WORK TO COMPLETE: Would you transcribe each entry exactly as it stands, omitting the pictures?

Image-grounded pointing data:
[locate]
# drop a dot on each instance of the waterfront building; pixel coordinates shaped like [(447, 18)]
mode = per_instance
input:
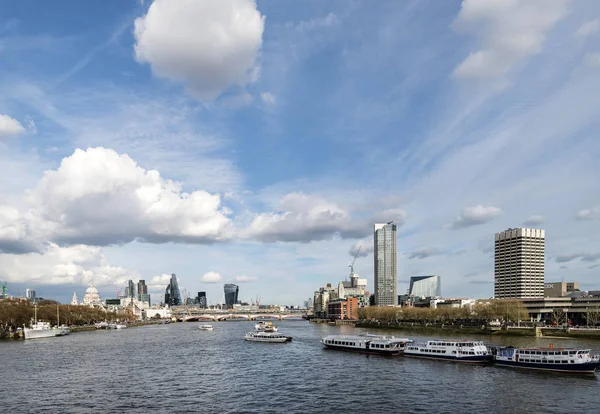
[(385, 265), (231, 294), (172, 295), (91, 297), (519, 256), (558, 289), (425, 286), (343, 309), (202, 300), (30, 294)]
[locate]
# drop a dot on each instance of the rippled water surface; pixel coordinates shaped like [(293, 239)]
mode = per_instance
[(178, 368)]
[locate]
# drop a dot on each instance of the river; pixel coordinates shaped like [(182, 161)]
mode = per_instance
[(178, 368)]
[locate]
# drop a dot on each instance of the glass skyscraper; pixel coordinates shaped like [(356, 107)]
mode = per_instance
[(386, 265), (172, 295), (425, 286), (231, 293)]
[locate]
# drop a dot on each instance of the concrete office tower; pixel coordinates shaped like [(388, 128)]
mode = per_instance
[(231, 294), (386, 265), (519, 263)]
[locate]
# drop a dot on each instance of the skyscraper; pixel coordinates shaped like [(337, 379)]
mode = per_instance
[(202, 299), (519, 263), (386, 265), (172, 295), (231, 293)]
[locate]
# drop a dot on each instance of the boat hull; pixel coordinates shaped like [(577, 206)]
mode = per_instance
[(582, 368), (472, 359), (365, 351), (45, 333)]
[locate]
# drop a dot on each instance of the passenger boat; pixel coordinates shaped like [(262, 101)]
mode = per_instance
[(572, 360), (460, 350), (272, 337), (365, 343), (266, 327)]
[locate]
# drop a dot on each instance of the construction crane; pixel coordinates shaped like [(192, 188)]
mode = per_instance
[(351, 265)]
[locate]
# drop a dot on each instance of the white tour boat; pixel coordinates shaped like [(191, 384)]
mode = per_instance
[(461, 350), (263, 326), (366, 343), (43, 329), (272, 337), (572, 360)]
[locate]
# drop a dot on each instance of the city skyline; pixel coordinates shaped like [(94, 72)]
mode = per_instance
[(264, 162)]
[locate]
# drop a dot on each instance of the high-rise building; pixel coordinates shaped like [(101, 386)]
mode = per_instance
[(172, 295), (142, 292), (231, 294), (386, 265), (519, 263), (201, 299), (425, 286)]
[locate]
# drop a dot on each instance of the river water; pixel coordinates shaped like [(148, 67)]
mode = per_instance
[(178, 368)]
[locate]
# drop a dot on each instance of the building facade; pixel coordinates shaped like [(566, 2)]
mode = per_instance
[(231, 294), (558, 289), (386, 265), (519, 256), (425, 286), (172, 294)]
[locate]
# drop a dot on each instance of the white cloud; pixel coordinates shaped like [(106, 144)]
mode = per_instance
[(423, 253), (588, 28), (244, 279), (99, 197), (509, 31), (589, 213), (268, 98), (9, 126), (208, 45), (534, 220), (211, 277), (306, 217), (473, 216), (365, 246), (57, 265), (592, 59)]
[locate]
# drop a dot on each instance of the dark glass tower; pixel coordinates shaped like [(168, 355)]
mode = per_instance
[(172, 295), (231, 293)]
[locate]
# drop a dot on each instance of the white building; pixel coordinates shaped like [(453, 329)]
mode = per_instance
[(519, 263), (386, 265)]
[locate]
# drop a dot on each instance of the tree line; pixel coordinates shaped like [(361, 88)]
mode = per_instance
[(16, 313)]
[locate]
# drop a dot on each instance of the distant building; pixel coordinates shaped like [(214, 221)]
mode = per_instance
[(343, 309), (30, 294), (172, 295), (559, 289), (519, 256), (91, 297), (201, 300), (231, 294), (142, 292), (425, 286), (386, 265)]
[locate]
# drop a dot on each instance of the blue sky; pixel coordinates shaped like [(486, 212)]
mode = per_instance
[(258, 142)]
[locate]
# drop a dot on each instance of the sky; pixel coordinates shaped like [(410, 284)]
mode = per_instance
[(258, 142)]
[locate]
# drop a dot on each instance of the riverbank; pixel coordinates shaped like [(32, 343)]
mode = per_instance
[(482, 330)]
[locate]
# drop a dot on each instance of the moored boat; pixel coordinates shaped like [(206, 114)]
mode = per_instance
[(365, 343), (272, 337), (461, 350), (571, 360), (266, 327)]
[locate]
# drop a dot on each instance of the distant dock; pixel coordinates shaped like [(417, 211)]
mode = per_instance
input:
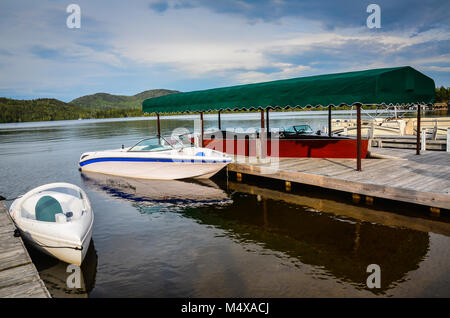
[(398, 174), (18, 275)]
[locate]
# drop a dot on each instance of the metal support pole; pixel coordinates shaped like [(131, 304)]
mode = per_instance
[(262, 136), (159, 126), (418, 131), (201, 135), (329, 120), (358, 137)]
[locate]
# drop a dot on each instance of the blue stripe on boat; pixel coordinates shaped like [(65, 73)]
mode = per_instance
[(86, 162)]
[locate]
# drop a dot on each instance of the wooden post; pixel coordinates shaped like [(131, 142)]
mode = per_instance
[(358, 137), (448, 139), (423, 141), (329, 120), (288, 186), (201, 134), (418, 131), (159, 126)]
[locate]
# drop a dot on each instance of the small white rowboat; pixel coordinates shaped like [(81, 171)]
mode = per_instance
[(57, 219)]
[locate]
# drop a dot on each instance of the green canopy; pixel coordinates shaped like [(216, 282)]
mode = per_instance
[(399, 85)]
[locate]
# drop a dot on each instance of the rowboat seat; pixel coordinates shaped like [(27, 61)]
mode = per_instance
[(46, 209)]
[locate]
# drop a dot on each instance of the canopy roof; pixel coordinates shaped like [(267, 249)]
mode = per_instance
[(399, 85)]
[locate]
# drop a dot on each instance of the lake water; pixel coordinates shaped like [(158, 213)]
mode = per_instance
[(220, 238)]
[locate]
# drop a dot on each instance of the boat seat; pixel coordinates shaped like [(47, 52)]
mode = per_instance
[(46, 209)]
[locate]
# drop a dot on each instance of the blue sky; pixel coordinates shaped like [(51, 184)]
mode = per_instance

RESPONSE BELOW:
[locate]
# drop a dot on each instance of the waterfront building; pixel coordinates shaped like [(447, 18)]
mode = per_instance
input:
[(385, 265), (231, 294), (172, 295), (91, 297), (519, 256), (558, 289), (425, 286), (343, 309), (202, 300), (30, 294)]
[locate]
# drop a dot on each instance of the rippled water surface; pixel coordinates shaped like [(293, 239)]
mode = per_instance
[(178, 368)]
[locate]
# drop a dot on each instance of the river; pixel coordinates shaped like [(182, 161)]
mode = per_instance
[(178, 368)]
[locate]
# drop a dot on each instance of the glass skyscraper; pixel coordinates shaped like [(356, 107)]
mode = per_instance
[(386, 265), (172, 295), (425, 286), (231, 293)]
[locate]
# drop a dot on each instance of the concrete office tower; pixel coordinates shaped like [(388, 128)]
mode = per_instance
[(231, 294), (386, 265), (519, 263)]
[locate]
# drop a dot on each instance of the skyscraper; pixel coordinates shaped like [(337, 379)]
mode = per_instance
[(202, 299), (519, 263), (386, 265), (172, 295), (231, 293)]
[locate]
# drop a dot on each instance of the boat hull; pixel coordinates shaped like [(577, 206)]
mode = per_instance
[(582, 368), (472, 359), (365, 351), (45, 333)]
[locate]
# drop a dot on each instance of the passenger boat; pixel coordinates shaped like [(262, 101)]
mode = per_instance
[(572, 360), (460, 350), (272, 337), (365, 343), (266, 327)]
[locate]
# drop a dot on each instance of the construction crane; pixel coordinates shaped like [(192, 188)]
mode = per_instance
[(351, 265)]
[locate]
# drop a dot on each instance of the white tour boat; pixel coordinates shaped like [(191, 384)]
mode = per_instance
[(461, 350), (263, 326), (366, 343), (43, 329), (272, 337), (572, 360)]
[locate]
# drop a dot on each instance of the city skyline; pixel coordinates shaped like [(94, 72)]
mode = per_instance
[(264, 162)]
[locate]
# drop a dot on each instance of the high-rise building; pixel coordinates shaped like [(101, 386)]
mode = per_instance
[(172, 295), (142, 292), (231, 294), (386, 265), (519, 263), (201, 299), (425, 286)]
[locate]
# drop a dot on each instance of the river water; pixel coordinates shaped like [(148, 67)]
mode = per_instance
[(178, 368)]
[locate]
# drop a dot on each instance of the building facade; pixel coordinates shaped like [(566, 2)]
mode = per_instance
[(231, 294), (558, 289), (386, 265), (519, 256), (425, 286), (172, 294)]
[locate]
# drop a dot on each instance of the white cloud; pixel coordinates shaped like [(106, 144)]
mode = per_instance
[(423, 253), (588, 28), (244, 279), (99, 197), (509, 31), (589, 213), (268, 98), (9, 126), (208, 45), (534, 220), (211, 277), (306, 217), (473, 216), (365, 246), (57, 265), (592, 59)]
[locate]
# drop a dot on each instance of the dark glass tower; pixel coordinates shaped like [(168, 355)]
mode = per_instance
[(172, 295), (231, 293)]
[locate]
# drop a dot on each instance of the white building; pixel coordinates shaped like [(453, 329)]
mode = per_instance
[(519, 263), (386, 265)]
[locate]
# drop a dot on each instance of the tree line; pixel coordinates shaped like [(361, 88)]
mode = per_instance
[(16, 313)]
[locate]
# drop a dot on each instance of the distant building; pixel coordinates shaped like [(214, 221)]
mode = per_instance
[(343, 309), (30, 294), (172, 295), (559, 289), (519, 256), (91, 297), (201, 300), (231, 294), (142, 292), (425, 286), (386, 265)]
[locate]
# drop a dot on each instance of the blue sky; pixel coordinates shaped like [(486, 212)]
mode = per_instance
[(258, 142)]
[locate]
# drop a dot on each instance of the sky; pixel coordinates shaped like [(410, 284)]
mode = per_instance
[(258, 142)]
[locate]
# drop a dot on each instance of the riverbank; pixel coordinates shaped like [(32, 343)]
mode = per_instance
[(482, 330)]
[locate]
# drop a dot on each instance of the moored boat; pixel coordinates shaped like [(206, 114)]
mode = per_instance
[(365, 343), (272, 337), (461, 350), (571, 360), (266, 327)]
[locate]
# drop a dot on each instance of the distant dock; pixel coordinates shaped like [(417, 211)]
mode = per_instance
input:
[(398, 174), (18, 275)]
[locate]
# drop a dot on each instance of the metal support pole; pixel coordinates shaped like [(131, 304)]
mode = per_instance
[(262, 136), (159, 126), (418, 131), (201, 135), (329, 120), (358, 137)]
[locate]
# drop a dot on each instance of the blue stripe on boat; pixel coordinates shaped like [(65, 73)]
mode = per_instance
[(86, 162)]
[locate]
# drop a dot on each instance of the wooden post; pixel coordinates shaped like [(131, 142)]
mode = per_instance
[(358, 137), (448, 139), (423, 141), (329, 120), (288, 186), (201, 134), (418, 131), (159, 126)]
[locate]
# drop a dot on each instance of the small white rowboat; pixel coordinates shaped like [(81, 171)]
mode = per_instance
[(57, 219)]
[locate]
# drop a dot on each instance of the green canopy; pixel coordinates shaped like [(216, 282)]
mode = per_instance
[(399, 85)]
[locate]
# drop a dot on each instance of the rowboat seat; pixel coordinates shaped like [(27, 61)]
mode = per_instance
[(46, 209)]
[locate]
# drop a dot on each instance of the canopy roof; pixel coordinates shaped like [(267, 249)]
mode = per_instance
[(399, 85)]
[locate]
# drop a dot on each instance of the lake water; pixel coordinates shaped like [(158, 213)]
mode = per_instance
[(220, 238)]
[locate]
# drop a dot on each instance of the boat seat; pixel coordinates shaped like [(47, 52)]
mode = per_instance
[(46, 209)]
[locate]
# drop a dot on each instance of the blue sky; pixel coordinates shaped like [(51, 184)]
mode = per_instance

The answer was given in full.